━━━━━ Record extracts ━━━━━

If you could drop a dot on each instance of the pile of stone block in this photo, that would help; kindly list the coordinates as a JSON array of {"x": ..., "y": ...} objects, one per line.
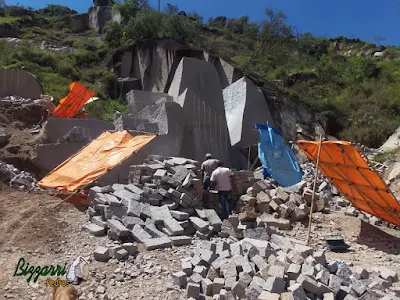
[
  {"x": 276, "y": 267},
  {"x": 159, "y": 210},
  {"x": 272, "y": 202}
]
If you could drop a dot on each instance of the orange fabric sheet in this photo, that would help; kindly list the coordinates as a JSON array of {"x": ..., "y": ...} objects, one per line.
[
  {"x": 344, "y": 166},
  {"x": 76, "y": 99},
  {"x": 91, "y": 162}
]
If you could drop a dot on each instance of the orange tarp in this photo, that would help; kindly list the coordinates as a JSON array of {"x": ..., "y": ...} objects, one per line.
[
  {"x": 76, "y": 99},
  {"x": 91, "y": 162},
  {"x": 344, "y": 166}
]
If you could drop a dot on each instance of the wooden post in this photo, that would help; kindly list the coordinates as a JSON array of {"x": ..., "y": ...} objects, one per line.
[
  {"x": 248, "y": 159},
  {"x": 315, "y": 186}
]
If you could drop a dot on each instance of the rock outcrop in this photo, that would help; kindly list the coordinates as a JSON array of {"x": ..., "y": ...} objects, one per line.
[
  {"x": 99, "y": 14},
  {"x": 162, "y": 66}
]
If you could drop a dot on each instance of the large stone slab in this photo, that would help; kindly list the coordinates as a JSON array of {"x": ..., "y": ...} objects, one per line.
[{"x": 245, "y": 105}]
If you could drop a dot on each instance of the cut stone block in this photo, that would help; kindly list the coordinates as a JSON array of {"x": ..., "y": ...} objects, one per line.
[
  {"x": 297, "y": 292},
  {"x": 358, "y": 287},
  {"x": 179, "y": 279},
  {"x": 134, "y": 189},
  {"x": 125, "y": 196},
  {"x": 173, "y": 226},
  {"x": 229, "y": 283},
  {"x": 213, "y": 217},
  {"x": 199, "y": 224},
  {"x": 94, "y": 229},
  {"x": 319, "y": 256},
  {"x": 139, "y": 234},
  {"x": 193, "y": 290},
  {"x": 282, "y": 242},
  {"x": 102, "y": 254},
  {"x": 120, "y": 254},
  {"x": 114, "y": 211},
  {"x": 303, "y": 250},
  {"x": 180, "y": 240},
  {"x": 145, "y": 212},
  {"x": 294, "y": 271},
  {"x": 129, "y": 222},
  {"x": 130, "y": 247},
  {"x": 207, "y": 286},
  {"x": 151, "y": 228},
  {"x": 276, "y": 271},
  {"x": 275, "y": 285},
  {"x": 117, "y": 227},
  {"x": 309, "y": 284},
  {"x": 269, "y": 296},
  {"x": 202, "y": 270},
  {"x": 179, "y": 215},
  {"x": 218, "y": 284},
  {"x": 229, "y": 269},
  {"x": 253, "y": 291},
  {"x": 157, "y": 243},
  {"x": 159, "y": 214},
  {"x": 335, "y": 283},
  {"x": 187, "y": 268},
  {"x": 323, "y": 276}
]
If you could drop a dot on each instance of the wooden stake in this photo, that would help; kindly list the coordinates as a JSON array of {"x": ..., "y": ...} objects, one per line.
[
  {"x": 248, "y": 159},
  {"x": 315, "y": 186}
]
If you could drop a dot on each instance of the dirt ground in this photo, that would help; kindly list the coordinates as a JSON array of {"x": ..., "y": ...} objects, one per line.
[{"x": 55, "y": 237}]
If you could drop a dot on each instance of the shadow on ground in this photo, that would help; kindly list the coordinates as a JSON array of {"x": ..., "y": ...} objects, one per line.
[{"x": 376, "y": 238}]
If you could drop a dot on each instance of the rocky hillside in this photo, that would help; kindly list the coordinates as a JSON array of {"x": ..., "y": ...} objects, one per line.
[{"x": 351, "y": 83}]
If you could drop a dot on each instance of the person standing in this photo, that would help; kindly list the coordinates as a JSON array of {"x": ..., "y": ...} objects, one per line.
[
  {"x": 222, "y": 181},
  {"x": 207, "y": 167}
]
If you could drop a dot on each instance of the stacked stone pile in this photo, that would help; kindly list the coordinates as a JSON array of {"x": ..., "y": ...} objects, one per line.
[
  {"x": 21, "y": 180},
  {"x": 265, "y": 198},
  {"x": 268, "y": 267},
  {"x": 159, "y": 209},
  {"x": 278, "y": 206}
]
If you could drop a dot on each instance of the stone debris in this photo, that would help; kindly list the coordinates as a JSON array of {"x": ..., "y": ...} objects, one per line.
[
  {"x": 154, "y": 210},
  {"x": 17, "y": 179},
  {"x": 270, "y": 269}
]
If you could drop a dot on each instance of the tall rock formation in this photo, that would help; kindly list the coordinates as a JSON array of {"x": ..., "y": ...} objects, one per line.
[{"x": 99, "y": 14}]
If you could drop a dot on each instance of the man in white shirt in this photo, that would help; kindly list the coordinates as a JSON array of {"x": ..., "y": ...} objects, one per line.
[
  {"x": 222, "y": 181},
  {"x": 207, "y": 167}
]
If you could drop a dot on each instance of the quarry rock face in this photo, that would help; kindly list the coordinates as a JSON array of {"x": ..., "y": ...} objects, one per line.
[
  {"x": 79, "y": 23},
  {"x": 168, "y": 66},
  {"x": 244, "y": 106},
  {"x": 202, "y": 79},
  {"x": 17, "y": 82},
  {"x": 99, "y": 16},
  {"x": 205, "y": 129}
]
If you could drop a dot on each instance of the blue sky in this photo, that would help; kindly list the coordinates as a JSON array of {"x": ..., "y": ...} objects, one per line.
[{"x": 364, "y": 19}]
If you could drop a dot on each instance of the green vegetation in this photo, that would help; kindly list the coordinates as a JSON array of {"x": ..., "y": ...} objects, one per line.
[
  {"x": 358, "y": 92},
  {"x": 382, "y": 157}
]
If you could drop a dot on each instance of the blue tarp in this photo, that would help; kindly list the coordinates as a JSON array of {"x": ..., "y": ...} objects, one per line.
[{"x": 278, "y": 160}]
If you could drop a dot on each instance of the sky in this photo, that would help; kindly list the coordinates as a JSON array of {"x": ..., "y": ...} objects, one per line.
[{"x": 364, "y": 19}]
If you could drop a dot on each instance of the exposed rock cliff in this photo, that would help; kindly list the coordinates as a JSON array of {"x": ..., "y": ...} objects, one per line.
[{"x": 152, "y": 66}]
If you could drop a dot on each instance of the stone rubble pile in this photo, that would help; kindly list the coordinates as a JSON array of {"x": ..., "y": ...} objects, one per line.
[
  {"x": 16, "y": 108},
  {"x": 268, "y": 267},
  {"x": 17, "y": 179},
  {"x": 279, "y": 206},
  {"x": 159, "y": 208}
]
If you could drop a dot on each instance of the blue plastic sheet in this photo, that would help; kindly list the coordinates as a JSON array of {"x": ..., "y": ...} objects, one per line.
[{"x": 278, "y": 160}]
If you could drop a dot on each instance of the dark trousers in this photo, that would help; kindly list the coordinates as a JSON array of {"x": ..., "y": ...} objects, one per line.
[
  {"x": 225, "y": 199},
  {"x": 206, "y": 184}
]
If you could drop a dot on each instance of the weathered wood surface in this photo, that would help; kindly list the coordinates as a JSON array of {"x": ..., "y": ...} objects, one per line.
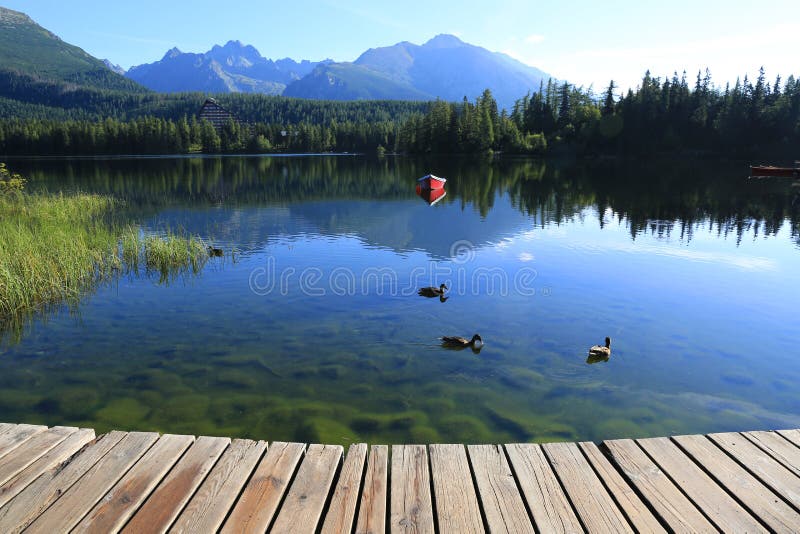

━━━━━

## To do:
Skip the pictures and give the entries above again word for word.

## Written response:
If you could drop a dot on each instance of the pile of stone block in this photo, that would help; kindly list the coordinates as a JSON array of {"x": ..., "y": ...} objects, one per line.
[
  {"x": 276, "y": 267},
  {"x": 159, "y": 210},
  {"x": 272, "y": 202}
]
If you could drop a dot on each instance of the orange fabric sheet in this photo, that would help; kindly list the coordinates as a JSON array of {"x": ..., "y": ...} objects, one per line.
[
  {"x": 344, "y": 166},
  {"x": 76, "y": 99},
  {"x": 91, "y": 162}
]
If you could drop a dot on each instance of the orange tarp in this photo, that would help; kindly list the coordinates as a JSON array of {"x": ..., "y": ...} objects, one per line.
[
  {"x": 76, "y": 99},
  {"x": 91, "y": 162},
  {"x": 344, "y": 166}
]
If you could drop a dot on each instance of the wooden post in this photo, that would help; kindly list the coordinates as a JSON array of {"x": ..., "y": ...} objects, one per line.
[
  {"x": 248, "y": 159},
  {"x": 315, "y": 186}
]
If you could drop a dot on each instance of the rock outcrop in this photo, that would help; kindly list the coordinates as a JSON array of {"x": ..., "y": ...} objects, one per line.
[
  {"x": 99, "y": 14},
  {"x": 162, "y": 66}
]
If you could drop a dot on each instance of the large stone slab in this photo, that would help; kindly list the coordinates as a JSON array of {"x": ..., "y": ...} objects, one per line.
[{"x": 245, "y": 105}]
If you could drop a dot on each instance of the cut stone block in this photo, that would help; kindly list the coordinates as a JSON array of {"x": ..., "y": ...} objects, one per line.
[
  {"x": 297, "y": 292},
  {"x": 358, "y": 287},
  {"x": 179, "y": 279},
  {"x": 134, "y": 189},
  {"x": 125, "y": 196},
  {"x": 173, "y": 226},
  {"x": 229, "y": 283},
  {"x": 213, "y": 217},
  {"x": 199, "y": 224},
  {"x": 94, "y": 229},
  {"x": 319, "y": 256},
  {"x": 139, "y": 234},
  {"x": 193, "y": 290},
  {"x": 282, "y": 242},
  {"x": 102, "y": 254},
  {"x": 120, "y": 254},
  {"x": 114, "y": 211},
  {"x": 303, "y": 250},
  {"x": 180, "y": 240},
  {"x": 145, "y": 212},
  {"x": 294, "y": 271},
  {"x": 129, "y": 222},
  {"x": 130, "y": 247},
  {"x": 207, "y": 286},
  {"x": 151, "y": 228},
  {"x": 276, "y": 271},
  {"x": 275, "y": 285},
  {"x": 117, "y": 227},
  {"x": 309, "y": 284},
  {"x": 269, "y": 296},
  {"x": 202, "y": 270},
  {"x": 179, "y": 215},
  {"x": 218, "y": 284},
  {"x": 229, "y": 269},
  {"x": 253, "y": 291},
  {"x": 157, "y": 243},
  {"x": 159, "y": 214},
  {"x": 335, "y": 283},
  {"x": 187, "y": 268},
  {"x": 323, "y": 276}
]
If you could drop a dot on each instance of the wooden stake in this photo, that would help; kindly list the coordinates as a JSON array of {"x": ..., "y": ...} objects, one per line.
[
  {"x": 248, "y": 159},
  {"x": 315, "y": 186}
]
If you could drop a dot on each instance of the dirt ground in this photo, that would help; kindly list the coordinates as a JSON array of {"x": ..., "y": ...} objects, one per line.
[{"x": 55, "y": 237}]
If you could drop a dot on each instance of the shadow on ground in this photo, that would help; kindly list the coordinates as a JSON array of {"x": ..., "y": ...} objects, one per line.
[{"x": 376, "y": 238}]
If you could drop a dot on each instance of the rocky hillside in this photo, that would help; kindly list the coordinates as a JSON array of {"x": ..., "y": ...} objects, one per line.
[{"x": 351, "y": 83}]
If you could drop a dot on each instance of the person standing in this photo, that would help; kindly list the coordinates as a JSON array of {"x": ..., "y": ...} objects, one per line.
[
  {"x": 222, "y": 181},
  {"x": 207, "y": 167}
]
If you could drop a dot on each instance of the stacked stone pile in this photo, that would help; kindly list the coordinates as a JSON array of {"x": ..., "y": ...} objects, one per line.
[
  {"x": 21, "y": 180},
  {"x": 265, "y": 198},
  {"x": 268, "y": 267},
  {"x": 159, "y": 209},
  {"x": 278, "y": 206}
]
If you could drop a dot on each instance of the stone debris in this photo, that would help; kindly list the coordinates as a JSON array of {"x": ..., "y": ...} objects, one per line.
[
  {"x": 154, "y": 210},
  {"x": 17, "y": 179},
  {"x": 270, "y": 269}
]
If you could drop a dot on each instance of the tall rock formation in this photo, that would help; kindly list the coordinates as a JSON array of {"x": ..., "y": ...} objects, one per line.
[{"x": 99, "y": 14}]
If you could drop a dot on each instance of the man in white shirt in this photo, that would help; kindly list the coordinates as a JSON array of {"x": ..., "y": ...} objects, one per line.
[
  {"x": 222, "y": 181},
  {"x": 207, "y": 167}
]
If you could drop a dot on each instance of the quarry rock face in this photo, that would help; kindly list the coordinates as a JSON array of {"x": ..., "y": ...} objects, one per line.
[
  {"x": 79, "y": 23},
  {"x": 168, "y": 66},
  {"x": 244, "y": 106},
  {"x": 202, "y": 79},
  {"x": 17, "y": 82},
  {"x": 99, "y": 16},
  {"x": 205, "y": 129}
]
If you could drop a dot on each instance of the blue sky in this photo, that would help; kindly list the coordinates as a JSON array of {"x": ..., "y": ...} objects, one per line.
[{"x": 364, "y": 19}]
If you could drop a dot on each instance of the green vegetation in this photo, that would help; kindly list the coordinates as a JSON array of {"x": ..., "y": ...} objects, one per line.
[
  {"x": 358, "y": 92},
  {"x": 382, "y": 157}
]
If you could drop a dot on each instance of the blue tarp in this photo, that would help; kindly list the coordinates as a JSON array of {"x": ..., "y": ...} objects, one per line.
[{"x": 278, "y": 160}]
If you could drop a dot on each instance of the sky in this photo, that would help; kindly list the coordinates as a JSON array of {"x": ..., "y": ...} objects, one per line.
[{"x": 364, "y": 19}]
If you could drop a dot on each instance of the exposed rock cliff in this photo, that would help; kindly list the coordinates as a JSON array of {"x": ..., "y": ...} objects, one per line.
[{"x": 152, "y": 66}]
If you could drop a dot on each instance of the stone rubble pile in this photo, that would help; kindly list the coordinates as a JSON array of {"x": ..., "y": ...} objects, one per line.
[
  {"x": 16, "y": 108},
  {"x": 268, "y": 267},
  {"x": 17, "y": 179},
  {"x": 279, "y": 206},
  {"x": 159, "y": 208}
]
If you could drop a dot on each instance of the blue plastic sheet in this photo, that would help; kindly list the coordinates as a JSON array of {"x": ..., "y": ...} objects, one per line.
[{"x": 278, "y": 160}]
If you could drop a dot on each instance of the dark trousers in this photo, that would help; kindly list the coordinates as a JSON array of {"x": ..., "y": ...} objects, one per line.
[
  {"x": 225, "y": 199},
  {"x": 206, "y": 184}
]
If you could drop a dot on each instance of the weathered wood surface in this photo, that would help; kindly list the coordinates as a JSON array of {"x": ..., "y": ...} objects, one per line.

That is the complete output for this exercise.